Show every row below that contains the word "arena", copying each such row in full.

══════════

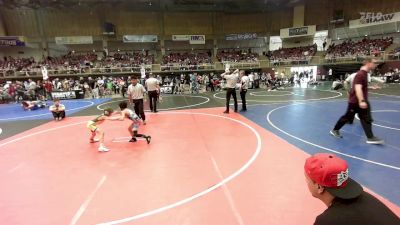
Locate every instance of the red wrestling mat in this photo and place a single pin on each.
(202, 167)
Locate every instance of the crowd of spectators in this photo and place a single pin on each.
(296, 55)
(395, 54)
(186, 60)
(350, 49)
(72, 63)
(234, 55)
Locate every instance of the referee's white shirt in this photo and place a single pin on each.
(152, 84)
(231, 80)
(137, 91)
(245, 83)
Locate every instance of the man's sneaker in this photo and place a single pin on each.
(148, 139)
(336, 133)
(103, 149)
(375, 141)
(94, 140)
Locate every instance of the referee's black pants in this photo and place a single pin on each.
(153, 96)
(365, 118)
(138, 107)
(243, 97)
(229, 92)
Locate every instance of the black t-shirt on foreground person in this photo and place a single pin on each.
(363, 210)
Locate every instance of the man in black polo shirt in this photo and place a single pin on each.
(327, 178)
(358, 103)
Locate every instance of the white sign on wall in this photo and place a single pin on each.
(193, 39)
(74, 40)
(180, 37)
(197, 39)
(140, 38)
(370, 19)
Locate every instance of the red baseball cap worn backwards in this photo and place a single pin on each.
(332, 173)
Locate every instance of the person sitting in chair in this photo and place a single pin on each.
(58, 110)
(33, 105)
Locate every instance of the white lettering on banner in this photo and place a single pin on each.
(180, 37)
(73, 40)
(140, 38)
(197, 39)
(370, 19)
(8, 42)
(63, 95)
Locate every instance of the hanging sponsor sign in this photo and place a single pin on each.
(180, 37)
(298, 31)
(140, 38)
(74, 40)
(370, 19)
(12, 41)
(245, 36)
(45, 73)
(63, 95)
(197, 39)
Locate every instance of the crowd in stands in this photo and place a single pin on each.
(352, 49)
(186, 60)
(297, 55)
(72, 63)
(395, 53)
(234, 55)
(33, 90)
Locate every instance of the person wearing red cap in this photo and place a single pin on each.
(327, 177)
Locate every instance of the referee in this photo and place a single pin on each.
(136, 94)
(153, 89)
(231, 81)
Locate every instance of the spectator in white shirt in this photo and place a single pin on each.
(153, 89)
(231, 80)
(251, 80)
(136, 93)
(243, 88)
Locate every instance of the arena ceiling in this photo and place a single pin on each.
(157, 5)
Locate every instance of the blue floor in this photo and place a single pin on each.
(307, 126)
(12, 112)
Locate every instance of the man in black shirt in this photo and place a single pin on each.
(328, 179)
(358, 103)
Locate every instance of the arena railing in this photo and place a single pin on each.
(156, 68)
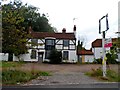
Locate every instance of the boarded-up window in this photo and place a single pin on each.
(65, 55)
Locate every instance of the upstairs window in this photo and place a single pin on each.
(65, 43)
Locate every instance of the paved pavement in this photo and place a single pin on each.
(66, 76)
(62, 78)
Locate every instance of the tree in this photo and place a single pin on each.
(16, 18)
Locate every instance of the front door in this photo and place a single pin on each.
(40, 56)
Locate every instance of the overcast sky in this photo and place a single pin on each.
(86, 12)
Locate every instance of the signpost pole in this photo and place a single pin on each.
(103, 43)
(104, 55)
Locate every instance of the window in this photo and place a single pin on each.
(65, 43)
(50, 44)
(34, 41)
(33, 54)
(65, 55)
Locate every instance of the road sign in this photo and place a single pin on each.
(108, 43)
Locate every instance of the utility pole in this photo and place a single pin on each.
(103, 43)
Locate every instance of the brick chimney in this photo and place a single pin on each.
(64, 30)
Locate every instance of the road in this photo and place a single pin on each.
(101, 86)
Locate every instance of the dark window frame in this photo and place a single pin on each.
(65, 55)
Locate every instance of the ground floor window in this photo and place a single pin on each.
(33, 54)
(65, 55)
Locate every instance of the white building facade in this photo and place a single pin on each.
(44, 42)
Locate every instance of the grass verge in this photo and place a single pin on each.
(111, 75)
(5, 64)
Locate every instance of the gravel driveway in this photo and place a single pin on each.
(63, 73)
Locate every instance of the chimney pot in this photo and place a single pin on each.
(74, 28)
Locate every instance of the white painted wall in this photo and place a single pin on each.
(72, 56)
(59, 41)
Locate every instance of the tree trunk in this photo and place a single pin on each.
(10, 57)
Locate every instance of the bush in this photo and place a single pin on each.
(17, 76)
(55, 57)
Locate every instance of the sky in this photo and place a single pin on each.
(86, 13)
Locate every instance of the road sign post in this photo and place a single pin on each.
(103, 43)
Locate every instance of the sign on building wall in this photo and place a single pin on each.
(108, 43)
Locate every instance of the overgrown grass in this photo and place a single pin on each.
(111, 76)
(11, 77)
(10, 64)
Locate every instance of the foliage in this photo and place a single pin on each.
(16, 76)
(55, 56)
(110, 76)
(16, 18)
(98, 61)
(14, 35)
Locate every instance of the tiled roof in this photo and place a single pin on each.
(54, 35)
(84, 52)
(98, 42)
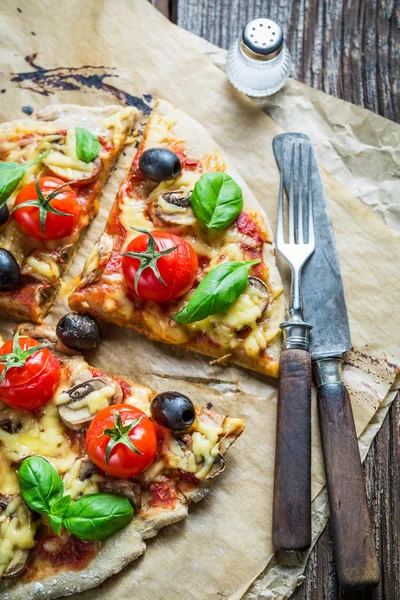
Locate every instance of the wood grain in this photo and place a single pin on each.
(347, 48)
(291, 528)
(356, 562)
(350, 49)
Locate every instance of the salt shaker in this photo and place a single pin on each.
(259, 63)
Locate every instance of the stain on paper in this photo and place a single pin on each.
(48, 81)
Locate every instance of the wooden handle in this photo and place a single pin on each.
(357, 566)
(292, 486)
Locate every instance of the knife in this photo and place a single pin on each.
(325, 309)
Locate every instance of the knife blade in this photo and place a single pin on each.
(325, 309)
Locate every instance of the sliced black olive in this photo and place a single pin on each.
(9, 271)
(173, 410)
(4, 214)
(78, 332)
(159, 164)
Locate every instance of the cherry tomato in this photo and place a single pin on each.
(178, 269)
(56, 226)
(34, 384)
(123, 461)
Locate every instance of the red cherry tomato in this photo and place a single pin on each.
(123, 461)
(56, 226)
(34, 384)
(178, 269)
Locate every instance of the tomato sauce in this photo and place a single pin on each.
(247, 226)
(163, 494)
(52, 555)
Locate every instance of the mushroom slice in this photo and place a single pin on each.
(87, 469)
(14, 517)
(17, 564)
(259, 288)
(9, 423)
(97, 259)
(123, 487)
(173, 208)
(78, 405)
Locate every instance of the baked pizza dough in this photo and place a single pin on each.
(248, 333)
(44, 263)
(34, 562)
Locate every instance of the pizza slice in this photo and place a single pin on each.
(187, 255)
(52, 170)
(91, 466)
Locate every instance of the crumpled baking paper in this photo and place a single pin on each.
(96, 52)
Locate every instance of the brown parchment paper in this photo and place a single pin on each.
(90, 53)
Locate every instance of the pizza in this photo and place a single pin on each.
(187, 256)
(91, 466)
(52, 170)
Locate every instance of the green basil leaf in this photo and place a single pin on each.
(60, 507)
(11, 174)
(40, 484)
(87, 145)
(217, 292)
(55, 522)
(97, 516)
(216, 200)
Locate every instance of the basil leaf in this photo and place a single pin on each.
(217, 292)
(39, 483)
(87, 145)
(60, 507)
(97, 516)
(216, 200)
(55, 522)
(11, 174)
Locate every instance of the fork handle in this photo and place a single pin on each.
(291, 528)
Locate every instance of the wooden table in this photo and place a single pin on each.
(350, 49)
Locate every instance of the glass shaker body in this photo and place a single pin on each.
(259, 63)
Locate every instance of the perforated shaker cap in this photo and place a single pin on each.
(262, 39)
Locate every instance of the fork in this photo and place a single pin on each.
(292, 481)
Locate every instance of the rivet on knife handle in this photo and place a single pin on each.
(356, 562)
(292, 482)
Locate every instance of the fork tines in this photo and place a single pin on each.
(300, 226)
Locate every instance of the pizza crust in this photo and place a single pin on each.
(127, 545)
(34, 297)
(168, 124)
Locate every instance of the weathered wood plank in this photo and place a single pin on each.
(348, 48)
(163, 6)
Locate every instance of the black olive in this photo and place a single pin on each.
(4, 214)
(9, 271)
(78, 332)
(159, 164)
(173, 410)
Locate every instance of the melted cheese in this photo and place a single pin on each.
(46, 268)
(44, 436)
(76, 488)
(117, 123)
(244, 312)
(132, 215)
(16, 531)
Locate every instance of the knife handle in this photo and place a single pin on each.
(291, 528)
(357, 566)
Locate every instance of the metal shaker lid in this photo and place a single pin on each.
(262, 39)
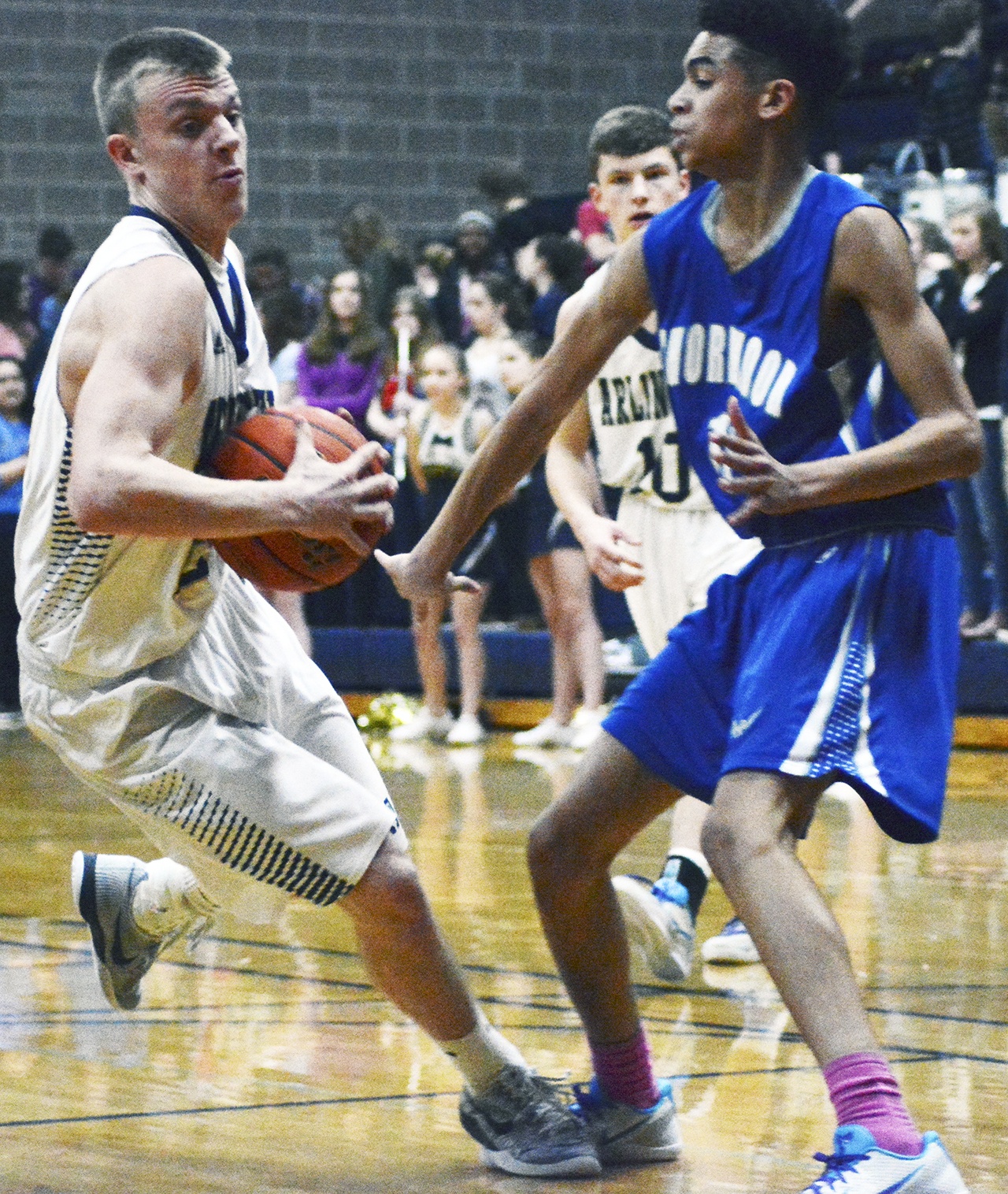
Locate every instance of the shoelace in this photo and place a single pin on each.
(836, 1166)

══════════

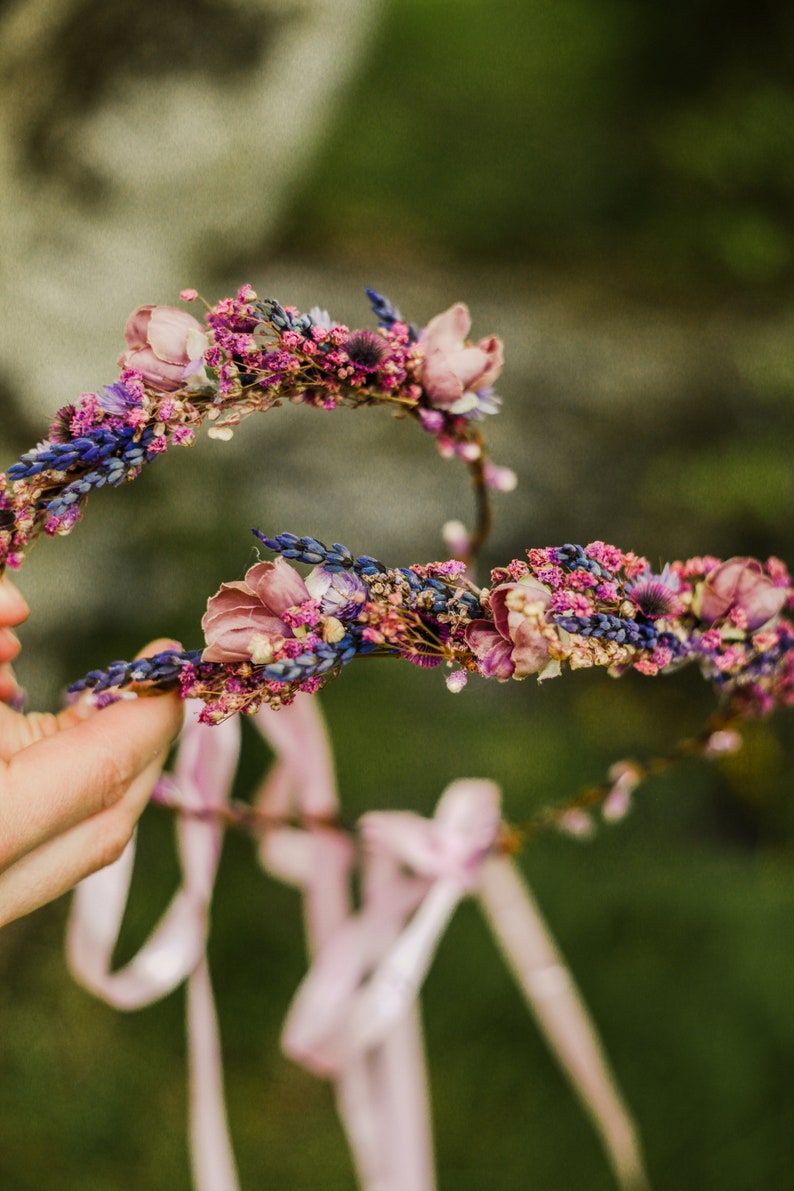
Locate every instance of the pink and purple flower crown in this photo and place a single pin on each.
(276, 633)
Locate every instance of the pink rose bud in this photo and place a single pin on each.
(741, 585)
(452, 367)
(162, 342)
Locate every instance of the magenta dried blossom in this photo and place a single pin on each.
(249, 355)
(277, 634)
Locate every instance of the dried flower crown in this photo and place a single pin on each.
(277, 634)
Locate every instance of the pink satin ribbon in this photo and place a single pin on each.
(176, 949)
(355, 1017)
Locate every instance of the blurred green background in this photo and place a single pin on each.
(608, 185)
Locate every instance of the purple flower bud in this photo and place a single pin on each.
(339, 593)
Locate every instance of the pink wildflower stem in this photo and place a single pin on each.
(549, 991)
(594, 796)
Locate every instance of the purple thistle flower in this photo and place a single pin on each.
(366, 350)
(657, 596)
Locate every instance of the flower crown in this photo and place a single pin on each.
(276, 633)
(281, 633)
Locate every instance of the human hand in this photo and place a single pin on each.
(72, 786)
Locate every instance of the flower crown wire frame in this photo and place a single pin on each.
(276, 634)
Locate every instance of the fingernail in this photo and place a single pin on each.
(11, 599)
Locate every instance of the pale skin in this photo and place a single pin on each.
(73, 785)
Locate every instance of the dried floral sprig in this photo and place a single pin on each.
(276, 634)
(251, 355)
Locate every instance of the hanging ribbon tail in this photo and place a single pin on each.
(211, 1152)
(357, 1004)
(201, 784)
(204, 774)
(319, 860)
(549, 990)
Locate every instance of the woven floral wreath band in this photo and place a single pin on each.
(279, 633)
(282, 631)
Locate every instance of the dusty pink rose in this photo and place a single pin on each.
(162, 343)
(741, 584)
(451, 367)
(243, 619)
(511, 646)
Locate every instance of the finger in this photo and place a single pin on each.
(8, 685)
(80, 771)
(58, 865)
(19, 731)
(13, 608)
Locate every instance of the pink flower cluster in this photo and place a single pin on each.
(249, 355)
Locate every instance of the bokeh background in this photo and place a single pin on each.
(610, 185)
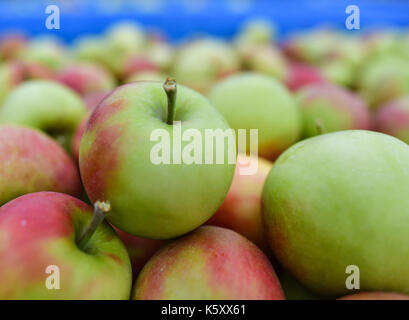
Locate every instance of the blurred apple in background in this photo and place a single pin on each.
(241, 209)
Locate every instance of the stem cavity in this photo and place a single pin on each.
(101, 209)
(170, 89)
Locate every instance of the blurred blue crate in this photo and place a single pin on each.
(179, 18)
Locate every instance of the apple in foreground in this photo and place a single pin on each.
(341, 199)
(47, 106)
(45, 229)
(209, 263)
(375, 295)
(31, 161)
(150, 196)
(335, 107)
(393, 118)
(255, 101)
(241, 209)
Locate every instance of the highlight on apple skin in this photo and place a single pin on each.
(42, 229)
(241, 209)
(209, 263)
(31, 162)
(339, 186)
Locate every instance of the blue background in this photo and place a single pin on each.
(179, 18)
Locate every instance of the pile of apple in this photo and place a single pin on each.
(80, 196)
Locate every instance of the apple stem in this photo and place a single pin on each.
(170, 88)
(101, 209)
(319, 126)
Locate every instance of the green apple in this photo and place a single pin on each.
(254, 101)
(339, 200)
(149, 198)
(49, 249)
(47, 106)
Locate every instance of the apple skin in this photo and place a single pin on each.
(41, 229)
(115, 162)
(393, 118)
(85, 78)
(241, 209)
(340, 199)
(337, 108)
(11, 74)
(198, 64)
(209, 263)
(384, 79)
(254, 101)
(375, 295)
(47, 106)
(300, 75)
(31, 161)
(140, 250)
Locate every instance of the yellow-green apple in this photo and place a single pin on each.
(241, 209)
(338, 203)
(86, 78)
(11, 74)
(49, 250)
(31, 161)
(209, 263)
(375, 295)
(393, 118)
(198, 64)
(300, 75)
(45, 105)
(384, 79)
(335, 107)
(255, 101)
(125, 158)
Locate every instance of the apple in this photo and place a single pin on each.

══════════

*Answer below:*
Locate every instance of the arena ceiling in this photo and place a single pin on each.
Locate every instance of the arena railing in this photo and place a single pin on each.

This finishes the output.